─── Supplied entries

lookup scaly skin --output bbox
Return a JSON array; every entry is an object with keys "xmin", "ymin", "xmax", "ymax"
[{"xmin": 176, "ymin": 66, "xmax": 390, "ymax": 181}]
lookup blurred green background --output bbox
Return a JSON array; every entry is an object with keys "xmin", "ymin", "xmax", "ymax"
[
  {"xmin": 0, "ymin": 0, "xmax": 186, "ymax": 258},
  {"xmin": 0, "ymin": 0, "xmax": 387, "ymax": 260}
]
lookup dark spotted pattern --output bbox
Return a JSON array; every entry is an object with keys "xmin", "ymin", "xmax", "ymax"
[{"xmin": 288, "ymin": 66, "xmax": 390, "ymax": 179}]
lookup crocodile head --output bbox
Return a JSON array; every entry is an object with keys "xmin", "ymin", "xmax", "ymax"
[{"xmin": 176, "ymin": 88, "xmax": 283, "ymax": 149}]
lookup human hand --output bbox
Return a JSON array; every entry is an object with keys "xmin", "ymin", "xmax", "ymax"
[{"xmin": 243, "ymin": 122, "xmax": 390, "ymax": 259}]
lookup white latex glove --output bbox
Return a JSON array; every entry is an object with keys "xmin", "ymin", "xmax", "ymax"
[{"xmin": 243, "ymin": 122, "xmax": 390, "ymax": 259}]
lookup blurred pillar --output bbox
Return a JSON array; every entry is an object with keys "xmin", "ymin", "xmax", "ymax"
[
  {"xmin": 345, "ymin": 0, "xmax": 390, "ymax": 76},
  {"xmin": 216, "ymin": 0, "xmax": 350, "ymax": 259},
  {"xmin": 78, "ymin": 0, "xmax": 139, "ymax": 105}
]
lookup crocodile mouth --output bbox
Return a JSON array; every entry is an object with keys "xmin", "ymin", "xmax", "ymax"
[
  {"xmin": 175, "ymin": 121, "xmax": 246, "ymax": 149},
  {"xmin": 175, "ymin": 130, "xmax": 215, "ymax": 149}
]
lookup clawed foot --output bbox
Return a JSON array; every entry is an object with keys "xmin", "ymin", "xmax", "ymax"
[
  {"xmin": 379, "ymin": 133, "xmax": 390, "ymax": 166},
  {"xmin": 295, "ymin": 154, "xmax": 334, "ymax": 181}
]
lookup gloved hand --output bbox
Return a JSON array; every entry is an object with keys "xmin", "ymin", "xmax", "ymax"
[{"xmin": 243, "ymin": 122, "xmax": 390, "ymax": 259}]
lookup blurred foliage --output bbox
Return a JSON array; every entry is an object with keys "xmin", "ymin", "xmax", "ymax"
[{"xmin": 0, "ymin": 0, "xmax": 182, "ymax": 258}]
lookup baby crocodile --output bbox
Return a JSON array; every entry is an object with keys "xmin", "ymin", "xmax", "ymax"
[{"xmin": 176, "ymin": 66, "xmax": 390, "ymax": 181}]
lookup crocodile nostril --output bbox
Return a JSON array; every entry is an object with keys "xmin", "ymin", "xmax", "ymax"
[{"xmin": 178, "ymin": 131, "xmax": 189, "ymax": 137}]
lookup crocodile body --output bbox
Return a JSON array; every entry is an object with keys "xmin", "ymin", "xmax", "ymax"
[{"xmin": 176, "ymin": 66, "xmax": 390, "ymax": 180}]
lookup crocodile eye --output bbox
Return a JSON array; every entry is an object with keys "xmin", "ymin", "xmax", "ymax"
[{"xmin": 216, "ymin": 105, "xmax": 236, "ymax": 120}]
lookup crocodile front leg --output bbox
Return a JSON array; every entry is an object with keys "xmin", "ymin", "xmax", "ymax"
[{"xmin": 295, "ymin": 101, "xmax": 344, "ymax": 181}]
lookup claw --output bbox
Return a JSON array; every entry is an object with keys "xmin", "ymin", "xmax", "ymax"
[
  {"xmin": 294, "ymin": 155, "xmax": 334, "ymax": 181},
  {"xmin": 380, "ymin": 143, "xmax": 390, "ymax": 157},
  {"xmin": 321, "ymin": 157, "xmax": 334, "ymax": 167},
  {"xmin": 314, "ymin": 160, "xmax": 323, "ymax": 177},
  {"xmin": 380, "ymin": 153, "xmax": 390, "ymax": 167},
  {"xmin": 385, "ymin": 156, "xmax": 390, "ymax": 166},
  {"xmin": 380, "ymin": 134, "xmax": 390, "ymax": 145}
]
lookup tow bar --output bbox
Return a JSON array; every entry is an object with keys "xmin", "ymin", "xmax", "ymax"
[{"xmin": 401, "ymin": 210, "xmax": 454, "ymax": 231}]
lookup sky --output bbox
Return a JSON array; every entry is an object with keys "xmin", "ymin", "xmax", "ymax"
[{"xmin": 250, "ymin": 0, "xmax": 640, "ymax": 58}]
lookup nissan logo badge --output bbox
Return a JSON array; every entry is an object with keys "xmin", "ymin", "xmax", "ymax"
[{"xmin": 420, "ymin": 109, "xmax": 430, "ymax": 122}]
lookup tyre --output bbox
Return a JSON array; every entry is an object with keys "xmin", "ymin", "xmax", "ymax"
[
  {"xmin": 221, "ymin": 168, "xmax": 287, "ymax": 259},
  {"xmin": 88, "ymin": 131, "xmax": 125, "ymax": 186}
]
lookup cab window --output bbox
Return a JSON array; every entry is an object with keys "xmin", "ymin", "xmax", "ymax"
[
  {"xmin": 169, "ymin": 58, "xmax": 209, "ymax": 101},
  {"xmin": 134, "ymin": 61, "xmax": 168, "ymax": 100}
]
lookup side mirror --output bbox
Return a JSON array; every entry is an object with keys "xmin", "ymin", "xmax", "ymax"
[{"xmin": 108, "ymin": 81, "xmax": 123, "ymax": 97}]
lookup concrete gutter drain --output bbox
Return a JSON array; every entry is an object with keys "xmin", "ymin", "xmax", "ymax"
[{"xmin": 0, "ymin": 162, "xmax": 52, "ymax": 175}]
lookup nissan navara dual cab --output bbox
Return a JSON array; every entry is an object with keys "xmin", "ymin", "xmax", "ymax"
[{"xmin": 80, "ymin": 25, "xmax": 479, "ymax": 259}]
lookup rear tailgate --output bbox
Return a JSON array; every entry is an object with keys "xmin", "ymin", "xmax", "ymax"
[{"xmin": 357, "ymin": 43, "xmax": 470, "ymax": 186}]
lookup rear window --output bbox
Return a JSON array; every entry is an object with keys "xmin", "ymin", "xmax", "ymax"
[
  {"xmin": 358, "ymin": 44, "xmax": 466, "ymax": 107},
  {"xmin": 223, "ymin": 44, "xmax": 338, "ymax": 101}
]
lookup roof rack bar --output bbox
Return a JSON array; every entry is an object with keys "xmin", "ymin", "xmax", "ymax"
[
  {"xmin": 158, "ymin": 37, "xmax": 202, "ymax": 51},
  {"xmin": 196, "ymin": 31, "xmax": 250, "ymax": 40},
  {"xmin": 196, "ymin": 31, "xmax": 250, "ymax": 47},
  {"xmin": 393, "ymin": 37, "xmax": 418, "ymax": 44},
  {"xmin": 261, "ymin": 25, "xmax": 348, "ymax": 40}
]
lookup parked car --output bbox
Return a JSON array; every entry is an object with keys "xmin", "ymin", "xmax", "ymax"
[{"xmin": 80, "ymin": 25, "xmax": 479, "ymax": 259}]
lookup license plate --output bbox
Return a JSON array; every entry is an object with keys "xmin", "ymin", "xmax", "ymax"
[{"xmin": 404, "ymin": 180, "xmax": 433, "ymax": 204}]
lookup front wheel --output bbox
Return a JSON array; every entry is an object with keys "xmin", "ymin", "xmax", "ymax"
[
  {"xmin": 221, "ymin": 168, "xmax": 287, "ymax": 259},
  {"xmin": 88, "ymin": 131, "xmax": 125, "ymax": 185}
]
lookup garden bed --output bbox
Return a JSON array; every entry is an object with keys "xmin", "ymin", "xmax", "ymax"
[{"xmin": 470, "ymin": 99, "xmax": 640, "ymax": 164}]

──────

Give the number of lines in the data that contain the string "front" and nothing more.

Exercise solution |
2